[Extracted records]
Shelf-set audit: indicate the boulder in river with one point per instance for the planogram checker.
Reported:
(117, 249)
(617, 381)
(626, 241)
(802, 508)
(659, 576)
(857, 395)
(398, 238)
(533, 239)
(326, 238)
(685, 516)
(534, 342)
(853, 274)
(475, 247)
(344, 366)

* WHAT THE EXERCISE ASKS *
Please reproduce each line above exactly as written.

* ANSWER TO THIS PROBLEM *
Shelf-set audit: indicate the boulder in river with one point per instance for the planogram checker.
Reported:
(117, 249)
(617, 381)
(626, 241)
(802, 508)
(659, 576)
(857, 395)
(398, 238)
(533, 239)
(326, 238)
(685, 516)
(534, 342)
(853, 274)
(475, 247)
(344, 366)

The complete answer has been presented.